### Supplied text
——

City trash collection leaves residents with cleaning job
We would like to respond to letter writer Ron Dexter's hope for clean streets like those in Canadian cities ("Study Canadian city for trash-free town," Dec. 31).
In our neighborhood of Charles Village, citizens pick up trash and leaves. In the spring and fall, neighborhood residents clean alleys and streets.
Our block gets together once a month to pick up trash and leaves as well as to plant bulbs and flowers.
One might think we live in the cleanest part of the city. And we might -- if it weren't for the Baltimore City trash collectors. Twice a week, the citizens of Baltimore get to pick up their trash again, after trash collectors have littered the alleys with paper, bottles and cans.
On Dec. 29, we saw just how our sanitation employees work. A trash bag was tossed at the trash truck. It missed the truck, and the contents spilled into the alley. The workers kicked the trash out of their way and kept on going.
We would love a clean city, and we work hard toward that end -- if only city workers would do their job. Just how many times do the citizens of Baltimore have to pick up the same trash before it actually goes to the dump?

——

### Dataset extract
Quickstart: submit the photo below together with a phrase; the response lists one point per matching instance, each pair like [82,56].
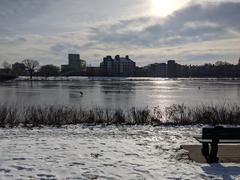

——

### What to do
a: Please reproduce the passage of the trash collection letter between "City trash collection" and "bulbs and flowers.", inclusive.
b: In the trash collection letter, how often does the writers' block get together to pick up trash and leaves?

### Results of the tasks
a:
City trash collection leaves residents with cleaning job
We would like to respond to letter writer Ron Dexter's hope for clean streets like those in Canadian cities ("Study Canadian city for trash-free town," Dec. 31).
In our neighborhood of Charles Village, citizens pick up trash and leaves. In the spring and fall, neighborhood residents clean alleys and streets.
Our block gets together once a month to pick up trash and leaves as well as to plant bulbs and flowers.

b: Once a month.